What to work on: From the entries below, work out the number of lines that hold the word "foot", and give that number alone.

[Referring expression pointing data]
* * * *
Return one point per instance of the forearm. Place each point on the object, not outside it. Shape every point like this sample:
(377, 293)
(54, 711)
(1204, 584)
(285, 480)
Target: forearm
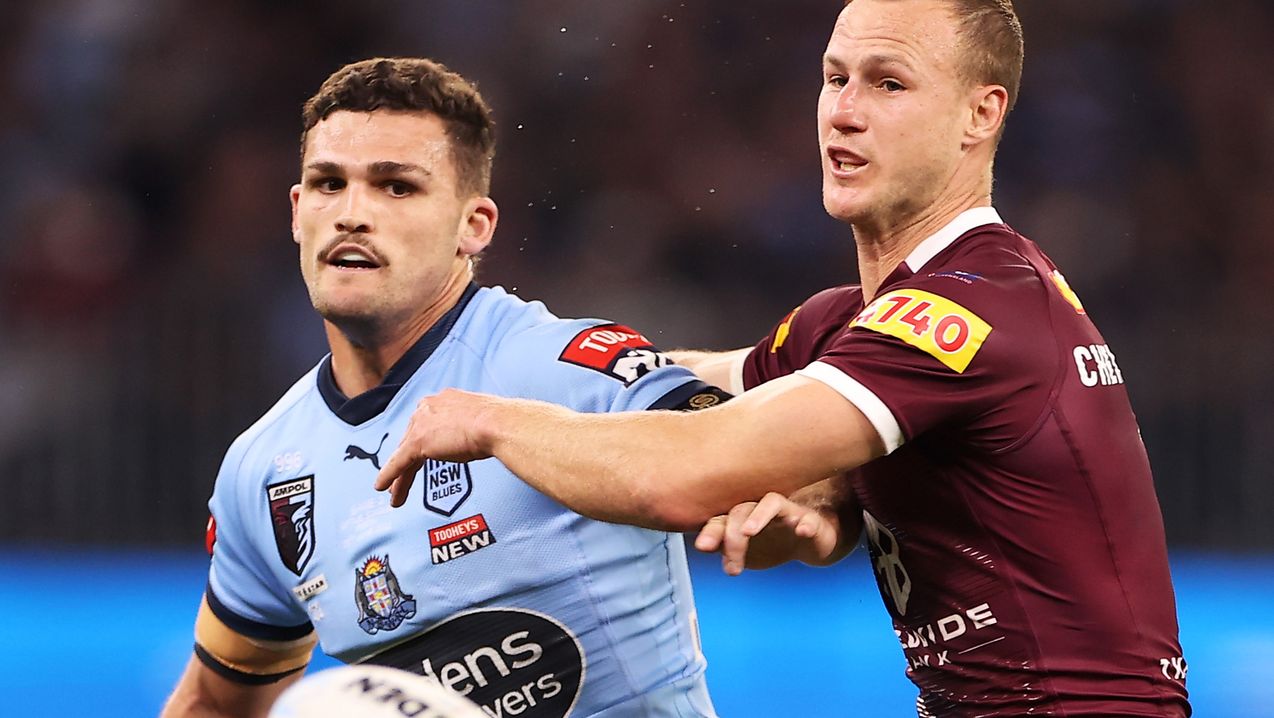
(677, 470)
(717, 368)
(661, 470)
(203, 694)
(833, 499)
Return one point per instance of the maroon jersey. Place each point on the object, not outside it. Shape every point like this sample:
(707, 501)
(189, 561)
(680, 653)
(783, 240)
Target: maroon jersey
(1013, 526)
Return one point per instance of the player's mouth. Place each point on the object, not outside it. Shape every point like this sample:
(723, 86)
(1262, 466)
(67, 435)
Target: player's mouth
(845, 163)
(356, 257)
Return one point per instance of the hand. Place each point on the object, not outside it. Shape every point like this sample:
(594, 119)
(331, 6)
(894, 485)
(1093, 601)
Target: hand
(445, 427)
(759, 535)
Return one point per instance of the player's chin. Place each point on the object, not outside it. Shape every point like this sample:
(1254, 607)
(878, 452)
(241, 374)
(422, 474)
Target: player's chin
(347, 307)
(844, 205)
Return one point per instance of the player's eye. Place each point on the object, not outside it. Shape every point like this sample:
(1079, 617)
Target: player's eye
(399, 189)
(328, 183)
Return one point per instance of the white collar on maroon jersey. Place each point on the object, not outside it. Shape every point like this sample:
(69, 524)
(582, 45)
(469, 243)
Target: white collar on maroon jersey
(954, 229)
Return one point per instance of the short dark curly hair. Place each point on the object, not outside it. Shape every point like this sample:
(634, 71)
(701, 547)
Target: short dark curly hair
(415, 84)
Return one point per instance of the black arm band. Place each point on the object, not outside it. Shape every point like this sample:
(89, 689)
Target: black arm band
(692, 396)
(237, 676)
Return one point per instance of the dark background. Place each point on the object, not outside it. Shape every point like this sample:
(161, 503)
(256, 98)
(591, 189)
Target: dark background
(658, 166)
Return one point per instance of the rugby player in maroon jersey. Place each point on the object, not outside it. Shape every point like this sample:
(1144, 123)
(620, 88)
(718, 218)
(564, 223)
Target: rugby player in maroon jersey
(975, 420)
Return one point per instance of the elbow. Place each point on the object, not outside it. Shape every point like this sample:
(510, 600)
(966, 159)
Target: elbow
(673, 503)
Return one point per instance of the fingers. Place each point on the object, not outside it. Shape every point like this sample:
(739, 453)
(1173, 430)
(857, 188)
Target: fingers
(711, 535)
(734, 549)
(771, 506)
(398, 475)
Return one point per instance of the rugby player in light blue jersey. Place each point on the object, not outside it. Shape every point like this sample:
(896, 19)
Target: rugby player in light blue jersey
(492, 588)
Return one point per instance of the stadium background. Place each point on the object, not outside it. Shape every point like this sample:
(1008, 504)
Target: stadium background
(656, 166)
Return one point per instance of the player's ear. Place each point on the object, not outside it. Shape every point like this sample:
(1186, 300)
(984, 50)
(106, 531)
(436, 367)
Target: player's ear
(479, 225)
(294, 196)
(987, 107)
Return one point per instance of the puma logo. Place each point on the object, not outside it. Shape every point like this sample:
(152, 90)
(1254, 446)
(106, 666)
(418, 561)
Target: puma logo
(357, 452)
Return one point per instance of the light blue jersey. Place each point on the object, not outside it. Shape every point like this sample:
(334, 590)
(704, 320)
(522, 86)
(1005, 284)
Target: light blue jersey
(497, 591)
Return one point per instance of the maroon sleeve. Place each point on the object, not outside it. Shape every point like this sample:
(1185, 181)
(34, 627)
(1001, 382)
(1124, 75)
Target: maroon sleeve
(948, 349)
(800, 336)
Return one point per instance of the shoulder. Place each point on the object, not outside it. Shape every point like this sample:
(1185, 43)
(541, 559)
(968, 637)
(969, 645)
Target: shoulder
(254, 451)
(982, 298)
(577, 362)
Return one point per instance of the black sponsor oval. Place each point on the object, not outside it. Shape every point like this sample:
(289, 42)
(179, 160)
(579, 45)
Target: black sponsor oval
(510, 661)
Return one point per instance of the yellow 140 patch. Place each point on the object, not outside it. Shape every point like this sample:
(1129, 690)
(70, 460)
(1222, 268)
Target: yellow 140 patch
(933, 323)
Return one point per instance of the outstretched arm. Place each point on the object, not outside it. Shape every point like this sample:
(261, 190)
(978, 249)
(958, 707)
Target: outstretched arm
(717, 368)
(656, 469)
(818, 525)
(249, 674)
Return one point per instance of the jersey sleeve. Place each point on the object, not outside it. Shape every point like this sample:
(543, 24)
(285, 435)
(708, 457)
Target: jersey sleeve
(242, 592)
(948, 353)
(595, 367)
(800, 335)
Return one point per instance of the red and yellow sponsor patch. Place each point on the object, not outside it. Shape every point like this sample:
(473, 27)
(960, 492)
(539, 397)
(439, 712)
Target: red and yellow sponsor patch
(785, 329)
(1066, 292)
(933, 323)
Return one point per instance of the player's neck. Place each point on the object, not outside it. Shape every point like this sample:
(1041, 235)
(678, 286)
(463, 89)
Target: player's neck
(884, 245)
(361, 359)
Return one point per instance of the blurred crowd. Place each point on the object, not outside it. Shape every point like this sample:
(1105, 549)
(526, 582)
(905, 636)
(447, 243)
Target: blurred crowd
(656, 164)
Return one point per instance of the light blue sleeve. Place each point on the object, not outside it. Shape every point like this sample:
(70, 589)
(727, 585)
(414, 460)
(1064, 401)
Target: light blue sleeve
(242, 590)
(586, 364)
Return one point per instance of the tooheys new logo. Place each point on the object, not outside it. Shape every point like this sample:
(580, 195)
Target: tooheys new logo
(508, 661)
(614, 350)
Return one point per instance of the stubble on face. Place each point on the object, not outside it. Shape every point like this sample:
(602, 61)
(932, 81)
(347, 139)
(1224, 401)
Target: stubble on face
(354, 167)
(906, 138)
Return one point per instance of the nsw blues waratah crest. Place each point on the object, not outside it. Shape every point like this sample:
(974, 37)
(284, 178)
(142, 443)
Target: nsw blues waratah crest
(381, 602)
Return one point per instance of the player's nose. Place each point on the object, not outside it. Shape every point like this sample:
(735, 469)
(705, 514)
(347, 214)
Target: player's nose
(845, 112)
(356, 211)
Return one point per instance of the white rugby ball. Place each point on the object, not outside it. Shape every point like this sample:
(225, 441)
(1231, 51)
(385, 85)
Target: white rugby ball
(371, 691)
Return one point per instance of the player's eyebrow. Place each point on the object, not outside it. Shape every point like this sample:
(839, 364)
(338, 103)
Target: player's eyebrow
(390, 167)
(376, 168)
(875, 60)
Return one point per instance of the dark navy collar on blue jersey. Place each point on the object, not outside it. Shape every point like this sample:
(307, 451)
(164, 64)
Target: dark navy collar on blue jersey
(372, 401)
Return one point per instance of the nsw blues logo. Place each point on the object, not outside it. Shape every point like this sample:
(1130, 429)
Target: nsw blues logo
(381, 602)
(446, 485)
(292, 512)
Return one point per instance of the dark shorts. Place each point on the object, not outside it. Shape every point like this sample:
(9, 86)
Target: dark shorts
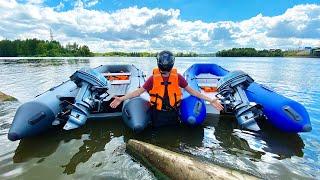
(164, 118)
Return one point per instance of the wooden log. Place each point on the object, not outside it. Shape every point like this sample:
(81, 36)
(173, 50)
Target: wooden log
(178, 166)
(4, 97)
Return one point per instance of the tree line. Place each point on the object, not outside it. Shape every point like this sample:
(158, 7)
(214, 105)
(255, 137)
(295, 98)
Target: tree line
(41, 48)
(143, 54)
(250, 52)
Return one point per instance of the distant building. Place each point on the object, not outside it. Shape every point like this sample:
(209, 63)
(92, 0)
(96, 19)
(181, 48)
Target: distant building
(315, 51)
(308, 49)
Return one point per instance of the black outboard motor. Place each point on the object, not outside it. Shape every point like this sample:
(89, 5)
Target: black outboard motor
(92, 88)
(231, 87)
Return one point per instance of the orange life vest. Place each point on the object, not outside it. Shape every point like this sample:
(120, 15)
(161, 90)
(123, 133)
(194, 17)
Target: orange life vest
(159, 86)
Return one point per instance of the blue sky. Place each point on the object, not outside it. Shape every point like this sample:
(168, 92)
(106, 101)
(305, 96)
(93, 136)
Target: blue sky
(205, 10)
(153, 25)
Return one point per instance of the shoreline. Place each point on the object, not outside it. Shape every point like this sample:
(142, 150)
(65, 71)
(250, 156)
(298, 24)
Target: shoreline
(58, 58)
(4, 97)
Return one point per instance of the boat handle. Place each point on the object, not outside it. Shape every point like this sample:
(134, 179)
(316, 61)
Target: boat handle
(291, 113)
(36, 118)
(197, 108)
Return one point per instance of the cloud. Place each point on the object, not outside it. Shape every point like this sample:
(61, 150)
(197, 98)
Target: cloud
(140, 29)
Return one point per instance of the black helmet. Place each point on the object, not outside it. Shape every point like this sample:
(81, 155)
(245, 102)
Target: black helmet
(165, 60)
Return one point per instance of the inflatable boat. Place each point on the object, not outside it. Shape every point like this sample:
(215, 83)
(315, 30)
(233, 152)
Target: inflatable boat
(253, 104)
(86, 95)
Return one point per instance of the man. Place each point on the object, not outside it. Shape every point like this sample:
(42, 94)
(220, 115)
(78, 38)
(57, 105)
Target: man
(165, 93)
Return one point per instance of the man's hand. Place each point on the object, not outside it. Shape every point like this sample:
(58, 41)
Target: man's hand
(215, 103)
(115, 103)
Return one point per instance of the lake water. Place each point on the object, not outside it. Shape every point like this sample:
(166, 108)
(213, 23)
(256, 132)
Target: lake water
(98, 149)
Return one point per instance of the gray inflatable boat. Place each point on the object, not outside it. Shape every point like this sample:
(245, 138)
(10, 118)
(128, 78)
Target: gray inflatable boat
(86, 96)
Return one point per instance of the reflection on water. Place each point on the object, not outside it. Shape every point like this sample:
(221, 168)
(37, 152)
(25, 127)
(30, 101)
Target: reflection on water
(97, 150)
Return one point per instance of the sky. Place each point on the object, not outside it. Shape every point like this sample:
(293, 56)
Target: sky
(202, 26)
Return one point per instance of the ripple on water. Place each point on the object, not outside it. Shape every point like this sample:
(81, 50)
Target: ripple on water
(97, 150)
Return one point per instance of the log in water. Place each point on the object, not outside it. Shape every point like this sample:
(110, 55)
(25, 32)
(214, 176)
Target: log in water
(178, 166)
(4, 97)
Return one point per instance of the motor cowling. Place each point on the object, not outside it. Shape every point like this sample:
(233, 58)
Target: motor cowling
(231, 89)
(92, 86)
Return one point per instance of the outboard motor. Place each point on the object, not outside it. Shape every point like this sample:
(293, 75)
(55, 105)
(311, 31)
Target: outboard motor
(231, 87)
(92, 88)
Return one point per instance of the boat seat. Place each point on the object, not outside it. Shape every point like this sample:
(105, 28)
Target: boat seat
(116, 74)
(114, 82)
(118, 78)
(118, 89)
(207, 80)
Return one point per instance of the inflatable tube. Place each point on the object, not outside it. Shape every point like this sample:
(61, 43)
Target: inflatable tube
(53, 106)
(282, 113)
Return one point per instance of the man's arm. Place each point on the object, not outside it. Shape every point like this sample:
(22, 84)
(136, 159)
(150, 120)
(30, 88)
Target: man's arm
(118, 100)
(214, 102)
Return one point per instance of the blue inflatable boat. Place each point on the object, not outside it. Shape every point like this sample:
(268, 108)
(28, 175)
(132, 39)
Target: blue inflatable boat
(253, 104)
(86, 96)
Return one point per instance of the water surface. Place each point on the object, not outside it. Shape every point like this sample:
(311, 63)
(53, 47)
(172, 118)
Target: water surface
(98, 149)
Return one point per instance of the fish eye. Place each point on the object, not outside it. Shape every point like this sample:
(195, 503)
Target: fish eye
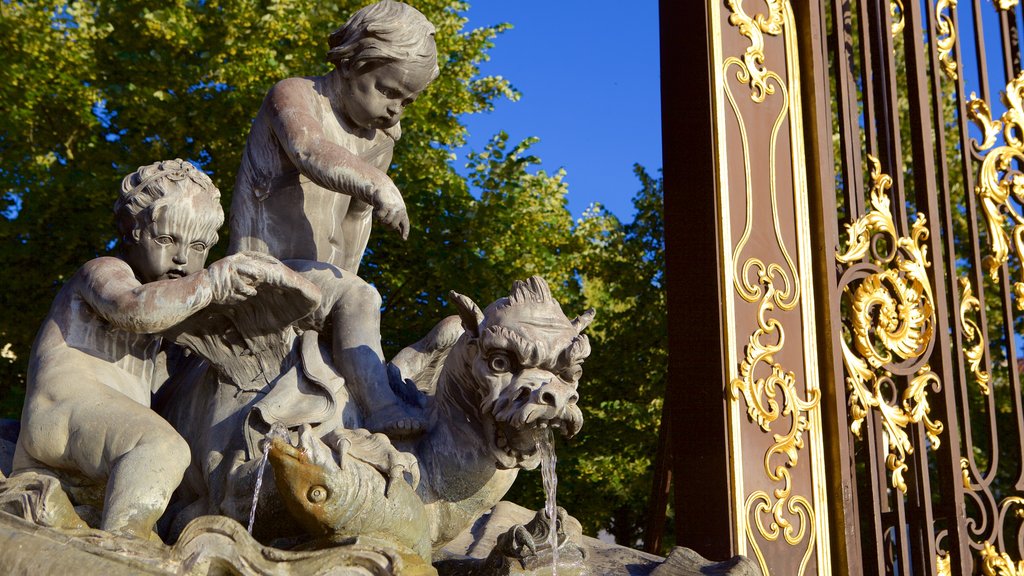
(500, 363)
(317, 494)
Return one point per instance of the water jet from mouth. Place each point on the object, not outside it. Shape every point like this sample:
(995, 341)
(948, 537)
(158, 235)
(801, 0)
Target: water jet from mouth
(546, 446)
(276, 430)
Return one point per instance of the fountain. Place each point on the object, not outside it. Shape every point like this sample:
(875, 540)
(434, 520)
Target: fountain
(188, 380)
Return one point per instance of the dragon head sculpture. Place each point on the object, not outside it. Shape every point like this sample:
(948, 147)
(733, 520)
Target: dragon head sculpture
(518, 365)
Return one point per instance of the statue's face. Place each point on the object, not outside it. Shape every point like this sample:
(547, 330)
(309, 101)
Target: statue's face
(376, 98)
(175, 245)
(530, 365)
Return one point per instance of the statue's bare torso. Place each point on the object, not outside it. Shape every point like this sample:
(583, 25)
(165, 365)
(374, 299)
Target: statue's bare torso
(288, 213)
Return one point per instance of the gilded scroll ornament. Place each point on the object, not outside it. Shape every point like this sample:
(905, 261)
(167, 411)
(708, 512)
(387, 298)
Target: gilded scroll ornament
(945, 38)
(896, 13)
(892, 323)
(997, 181)
(995, 564)
(977, 110)
(755, 28)
(768, 399)
(942, 565)
(974, 348)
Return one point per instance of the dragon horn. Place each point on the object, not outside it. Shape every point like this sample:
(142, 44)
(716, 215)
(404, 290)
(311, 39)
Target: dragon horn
(581, 322)
(468, 312)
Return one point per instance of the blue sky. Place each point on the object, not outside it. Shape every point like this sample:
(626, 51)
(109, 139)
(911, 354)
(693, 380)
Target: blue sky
(589, 77)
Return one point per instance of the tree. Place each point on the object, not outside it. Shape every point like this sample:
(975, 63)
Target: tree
(94, 89)
(609, 464)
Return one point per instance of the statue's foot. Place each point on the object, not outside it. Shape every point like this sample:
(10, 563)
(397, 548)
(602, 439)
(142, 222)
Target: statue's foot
* * * *
Response for this exercise: 2